Set exercise: Please pick out every line in the data below that contains the string "white" and copy each one.

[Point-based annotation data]
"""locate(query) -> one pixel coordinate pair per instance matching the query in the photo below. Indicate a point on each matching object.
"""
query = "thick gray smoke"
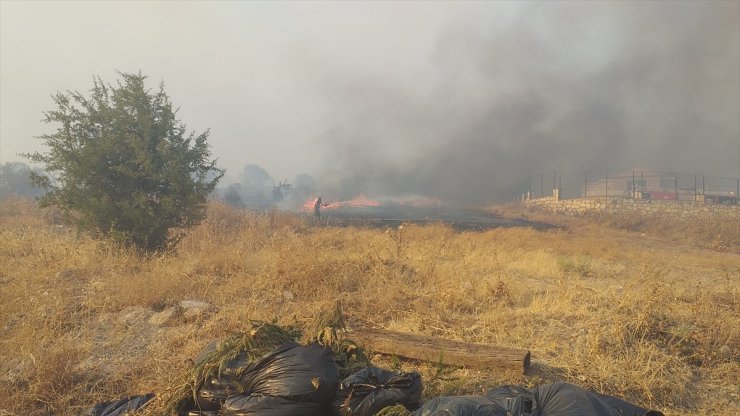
(560, 87)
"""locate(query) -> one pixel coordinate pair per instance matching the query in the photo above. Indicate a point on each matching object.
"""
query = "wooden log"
(434, 349)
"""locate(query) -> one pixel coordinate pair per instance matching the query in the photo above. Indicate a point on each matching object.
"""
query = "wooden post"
(435, 349)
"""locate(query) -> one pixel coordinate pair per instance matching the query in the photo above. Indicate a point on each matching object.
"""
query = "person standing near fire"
(317, 208)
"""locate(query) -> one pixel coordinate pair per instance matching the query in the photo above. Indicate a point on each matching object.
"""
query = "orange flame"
(356, 202)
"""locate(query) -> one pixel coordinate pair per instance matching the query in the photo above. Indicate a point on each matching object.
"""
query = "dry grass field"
(644, 310)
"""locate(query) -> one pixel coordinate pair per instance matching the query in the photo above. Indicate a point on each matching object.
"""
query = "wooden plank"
(431, 349)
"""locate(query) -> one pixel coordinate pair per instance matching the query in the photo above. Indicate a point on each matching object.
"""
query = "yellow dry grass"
(625, 309)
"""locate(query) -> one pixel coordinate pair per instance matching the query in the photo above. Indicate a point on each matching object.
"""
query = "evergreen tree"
(124, 166)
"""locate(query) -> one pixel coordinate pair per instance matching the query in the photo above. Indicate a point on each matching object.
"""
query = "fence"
(633, 185)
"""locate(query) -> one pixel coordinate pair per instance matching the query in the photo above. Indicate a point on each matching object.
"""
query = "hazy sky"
(440, 99)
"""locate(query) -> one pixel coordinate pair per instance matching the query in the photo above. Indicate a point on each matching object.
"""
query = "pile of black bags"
(557, 399)
(304, 380)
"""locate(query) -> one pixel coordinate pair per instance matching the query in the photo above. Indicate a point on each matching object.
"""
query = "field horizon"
(645, 309)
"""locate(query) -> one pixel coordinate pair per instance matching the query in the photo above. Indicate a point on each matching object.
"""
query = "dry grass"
(629, 310)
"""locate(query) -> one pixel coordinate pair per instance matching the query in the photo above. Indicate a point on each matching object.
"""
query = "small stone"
(167, 317)
(194, 308)
(134, 315)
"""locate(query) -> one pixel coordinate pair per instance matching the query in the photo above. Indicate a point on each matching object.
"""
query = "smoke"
(558, 87)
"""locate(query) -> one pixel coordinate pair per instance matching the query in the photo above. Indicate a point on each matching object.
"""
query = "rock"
(134, 316)
(167, 317)
(192, 309)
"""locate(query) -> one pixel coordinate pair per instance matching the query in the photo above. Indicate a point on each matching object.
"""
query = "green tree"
(123, 165)
(15, 181)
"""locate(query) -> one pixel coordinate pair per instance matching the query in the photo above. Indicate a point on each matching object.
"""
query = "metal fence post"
(542, 184)
(675, 183)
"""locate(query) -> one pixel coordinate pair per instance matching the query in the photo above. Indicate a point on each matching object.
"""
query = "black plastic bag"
(565, 399)
(294, 372)
(460, 406)
(369, 390)
(515, 400)
(119, 407)
(250, 405)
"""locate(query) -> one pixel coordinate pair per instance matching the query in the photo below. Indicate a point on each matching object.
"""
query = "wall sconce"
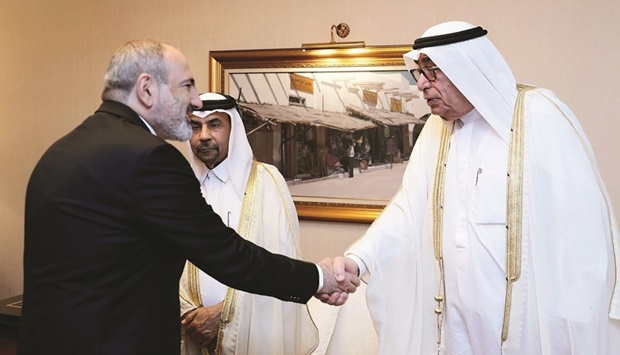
(342, 30)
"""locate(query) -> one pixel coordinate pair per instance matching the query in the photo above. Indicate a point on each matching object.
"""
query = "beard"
(208, 154)
(171, 117)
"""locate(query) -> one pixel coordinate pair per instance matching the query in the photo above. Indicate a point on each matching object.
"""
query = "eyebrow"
(188, 81)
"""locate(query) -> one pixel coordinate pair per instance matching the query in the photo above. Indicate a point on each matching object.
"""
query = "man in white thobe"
(253, 199)
(502, 238)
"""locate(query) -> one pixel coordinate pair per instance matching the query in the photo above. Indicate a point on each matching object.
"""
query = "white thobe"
(474, 237)
(218, 191)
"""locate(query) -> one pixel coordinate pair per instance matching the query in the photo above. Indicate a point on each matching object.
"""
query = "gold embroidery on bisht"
(514, 203)
(438, 189)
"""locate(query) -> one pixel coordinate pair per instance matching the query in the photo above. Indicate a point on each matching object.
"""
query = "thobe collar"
(472, 116)
(220, 171)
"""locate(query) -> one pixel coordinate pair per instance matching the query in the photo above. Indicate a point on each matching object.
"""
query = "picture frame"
(227, 68)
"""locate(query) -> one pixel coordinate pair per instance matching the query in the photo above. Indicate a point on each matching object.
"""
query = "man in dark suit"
(113, 211)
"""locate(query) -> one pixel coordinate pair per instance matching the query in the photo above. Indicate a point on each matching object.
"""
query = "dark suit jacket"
(112, 212)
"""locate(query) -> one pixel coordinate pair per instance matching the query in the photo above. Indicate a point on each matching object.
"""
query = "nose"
(205, 132)
(423, 83)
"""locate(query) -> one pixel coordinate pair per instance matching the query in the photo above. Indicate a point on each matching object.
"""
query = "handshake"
(340, 278)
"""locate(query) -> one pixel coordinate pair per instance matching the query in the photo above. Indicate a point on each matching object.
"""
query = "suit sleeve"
(170, 206)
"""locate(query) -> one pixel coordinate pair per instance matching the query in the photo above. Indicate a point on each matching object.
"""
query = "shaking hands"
(340, 278)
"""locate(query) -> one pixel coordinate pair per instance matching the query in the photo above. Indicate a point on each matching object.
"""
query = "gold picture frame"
(223, 63)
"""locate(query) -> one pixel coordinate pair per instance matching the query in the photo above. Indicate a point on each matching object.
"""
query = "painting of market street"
(315, 126)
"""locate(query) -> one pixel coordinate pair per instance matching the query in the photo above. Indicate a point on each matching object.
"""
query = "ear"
(146, 90)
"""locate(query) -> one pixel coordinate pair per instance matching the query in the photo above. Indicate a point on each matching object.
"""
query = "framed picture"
(339, 124)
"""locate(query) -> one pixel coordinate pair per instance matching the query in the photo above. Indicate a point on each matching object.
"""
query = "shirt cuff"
(360, 264)
(320, 278)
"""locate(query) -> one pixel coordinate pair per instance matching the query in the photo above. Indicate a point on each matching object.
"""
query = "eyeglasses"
(428, 72)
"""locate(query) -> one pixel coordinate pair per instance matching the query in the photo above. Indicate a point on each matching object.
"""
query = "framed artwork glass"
(339, 124)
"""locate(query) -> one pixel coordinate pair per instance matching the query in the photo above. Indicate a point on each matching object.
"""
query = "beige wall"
(53, 55)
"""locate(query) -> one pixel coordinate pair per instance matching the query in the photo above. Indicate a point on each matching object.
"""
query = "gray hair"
(131, 60)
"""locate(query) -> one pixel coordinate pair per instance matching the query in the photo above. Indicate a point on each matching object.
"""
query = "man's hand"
(339, 279)
(201, 325)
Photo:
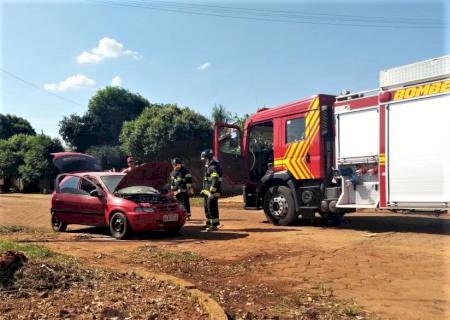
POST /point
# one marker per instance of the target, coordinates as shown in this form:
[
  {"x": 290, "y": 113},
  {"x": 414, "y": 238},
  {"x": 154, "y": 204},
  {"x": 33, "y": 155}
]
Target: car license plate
[{"x": 170, "y": 217}]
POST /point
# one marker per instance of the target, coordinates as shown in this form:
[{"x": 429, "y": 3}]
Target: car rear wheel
[
  {"x": 57, "y": 225},
  {"x": 173, "y": 231},
  {"x": 279, "y": 206},
  {"x": 119, "y": 226}
]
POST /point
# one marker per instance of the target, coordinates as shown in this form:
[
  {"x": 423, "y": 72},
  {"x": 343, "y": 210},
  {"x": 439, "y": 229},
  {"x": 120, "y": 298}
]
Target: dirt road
[{"x": 394, "y": 265}]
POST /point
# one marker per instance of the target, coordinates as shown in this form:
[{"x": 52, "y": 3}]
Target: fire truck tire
[{"x": 279, "y": 206}]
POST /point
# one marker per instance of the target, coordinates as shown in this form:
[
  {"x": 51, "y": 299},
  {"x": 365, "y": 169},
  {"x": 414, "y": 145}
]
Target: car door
[{"x": 73, "y": 204}]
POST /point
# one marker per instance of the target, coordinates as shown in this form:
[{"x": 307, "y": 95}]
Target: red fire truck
[{"x": 387, "y": 148}]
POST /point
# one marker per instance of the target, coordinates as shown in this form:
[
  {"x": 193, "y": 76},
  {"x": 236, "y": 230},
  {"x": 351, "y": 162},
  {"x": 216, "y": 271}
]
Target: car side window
[
  {"x": 69, "y": 184},
  {"x": 87, "y": 187},
  {"x": 295, "y": 130}
]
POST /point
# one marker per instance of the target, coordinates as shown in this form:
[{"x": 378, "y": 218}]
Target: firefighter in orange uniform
[
  {"x": 211, "y": 190},
  {"x": 181, "y": 184}
]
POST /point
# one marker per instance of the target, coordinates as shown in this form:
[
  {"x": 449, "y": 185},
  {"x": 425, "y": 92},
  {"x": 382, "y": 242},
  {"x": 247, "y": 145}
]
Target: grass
[
  {"x": 13, "y": 229},
  {"x": 31, "y": 251},
  {"x": 352, "y": 311}
]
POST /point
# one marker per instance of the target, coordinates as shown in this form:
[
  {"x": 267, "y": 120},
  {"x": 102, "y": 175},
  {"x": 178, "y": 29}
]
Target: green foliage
[
  {"x": 240, "y": 120},
  {"x": 31, "y": 251},
  {"x": 11, "y": 154},
  {"x": 164, "y": 131},
  {"x": 37, "y": 158},
  {"x": 28, "y": 157},
  {"x": 102, "y": 123},
  {"x": 109, "y": 156},
  {"x": 221, "y": 115},
  {"x": 11, "y": 125}
]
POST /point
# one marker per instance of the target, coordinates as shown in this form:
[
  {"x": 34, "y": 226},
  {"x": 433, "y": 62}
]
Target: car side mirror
[{"x": 97, "y": 193}]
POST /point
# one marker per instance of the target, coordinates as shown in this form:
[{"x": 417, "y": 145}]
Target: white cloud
[
  {"x": 204, "y": 66},
  {"x": 116, "y": 81},
  {"x": 107, "y": 48},
  {"x": 73, "y": 82}
]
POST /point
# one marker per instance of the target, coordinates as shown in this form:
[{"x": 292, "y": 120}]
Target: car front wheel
[
  {"x": 119, "y": 226},
  {"x": 57, "y": 225}
]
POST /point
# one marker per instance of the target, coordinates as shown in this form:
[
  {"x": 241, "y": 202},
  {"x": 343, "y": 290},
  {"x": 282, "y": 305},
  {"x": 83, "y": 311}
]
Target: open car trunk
[{"x": 70, "y": 162}]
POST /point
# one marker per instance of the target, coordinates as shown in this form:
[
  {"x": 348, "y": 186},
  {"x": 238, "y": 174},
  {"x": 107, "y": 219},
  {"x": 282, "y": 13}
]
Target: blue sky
[{"x": 199, "y": 60}]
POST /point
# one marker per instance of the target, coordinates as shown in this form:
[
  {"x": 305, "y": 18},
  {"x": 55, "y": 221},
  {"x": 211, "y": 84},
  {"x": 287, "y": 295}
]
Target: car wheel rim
[
  {"x": 278, "y": 206},
  {"x": 118, "y": 224}
]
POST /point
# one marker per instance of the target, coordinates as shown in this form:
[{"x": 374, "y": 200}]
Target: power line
[
  {"x": 294, "y": 13},
  {"x": 277, "y": 15},
  {"x": 39, "y": 88}
]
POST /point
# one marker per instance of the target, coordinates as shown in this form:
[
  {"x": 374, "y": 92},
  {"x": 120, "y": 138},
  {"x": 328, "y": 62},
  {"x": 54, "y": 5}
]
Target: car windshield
[
  {"x": 111, "y": 181},
  {"x": 137, "y": 190}
]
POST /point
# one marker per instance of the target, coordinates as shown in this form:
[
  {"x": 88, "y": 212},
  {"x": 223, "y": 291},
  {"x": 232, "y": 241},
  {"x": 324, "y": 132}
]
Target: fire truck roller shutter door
[{"x": 419, "y": 152}]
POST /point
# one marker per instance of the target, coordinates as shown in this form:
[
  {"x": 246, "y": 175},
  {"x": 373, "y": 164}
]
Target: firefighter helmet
[
  {"x": 207, "y": 154},
  {"x": 176, "y": 161}
]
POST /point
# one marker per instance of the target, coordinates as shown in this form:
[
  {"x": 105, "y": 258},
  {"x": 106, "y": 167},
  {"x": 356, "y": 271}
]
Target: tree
[
  {"x": 220, "y": 114},
  {"x": 28, "y": 157},
  {"x": 11, "y": 125},
  {"x": 11, "y": 155},
  {"x": 102, "y": 123},
  {"x": 109, "y": 156},
  {"x": 164, "y": 131},
  {"x": 37, "y": 158}
]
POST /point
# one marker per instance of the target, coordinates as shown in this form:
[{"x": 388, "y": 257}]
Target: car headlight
[{"x": 144, "y": 209}]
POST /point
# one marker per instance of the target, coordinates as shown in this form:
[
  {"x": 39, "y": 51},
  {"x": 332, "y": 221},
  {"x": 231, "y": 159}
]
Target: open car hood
[
  {"x": 151, "y": 174},
  {"x": 68, "y": 162}
]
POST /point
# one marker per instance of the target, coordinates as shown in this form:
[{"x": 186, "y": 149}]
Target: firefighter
[
  {"x": 181, "y": 184},
  {"x": 211, "y": 190}
]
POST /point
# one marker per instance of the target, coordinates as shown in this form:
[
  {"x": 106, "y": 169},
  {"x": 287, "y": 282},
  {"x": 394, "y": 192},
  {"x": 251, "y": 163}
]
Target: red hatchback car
[{"x": 125, "y": 203}]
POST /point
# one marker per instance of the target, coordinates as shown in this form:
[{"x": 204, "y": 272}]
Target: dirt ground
[{"x": 394, "y": 266}]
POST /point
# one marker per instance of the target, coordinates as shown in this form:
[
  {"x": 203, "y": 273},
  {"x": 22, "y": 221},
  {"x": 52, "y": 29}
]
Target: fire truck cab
[{"x": 386, "y": 148}]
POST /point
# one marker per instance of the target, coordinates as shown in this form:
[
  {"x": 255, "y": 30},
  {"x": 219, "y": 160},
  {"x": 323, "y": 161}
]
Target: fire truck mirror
[{"x": 229, "y": 141}]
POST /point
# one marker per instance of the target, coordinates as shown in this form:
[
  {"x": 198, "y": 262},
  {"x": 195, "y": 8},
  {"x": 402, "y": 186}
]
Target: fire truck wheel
[
  {"x": 57, "y": 225},
  {"x": 279, "y": 206}
]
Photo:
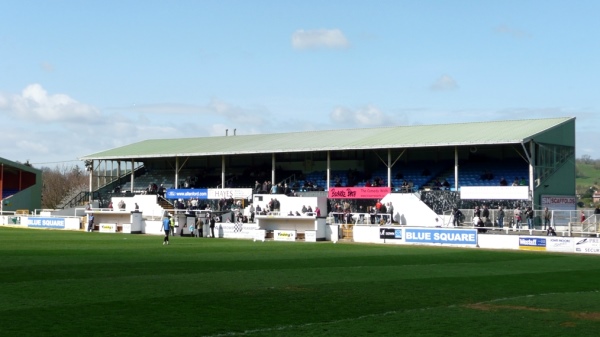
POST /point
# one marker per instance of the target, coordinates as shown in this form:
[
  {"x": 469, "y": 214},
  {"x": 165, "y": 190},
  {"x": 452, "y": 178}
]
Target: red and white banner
[
  {"x": 358, "y": 192},
  {"x": 559, "y": 202}
]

Solution for this exercise:
query = "man in white thobe"
query = "white thobe"
Target: white cloud
Target: red and white banner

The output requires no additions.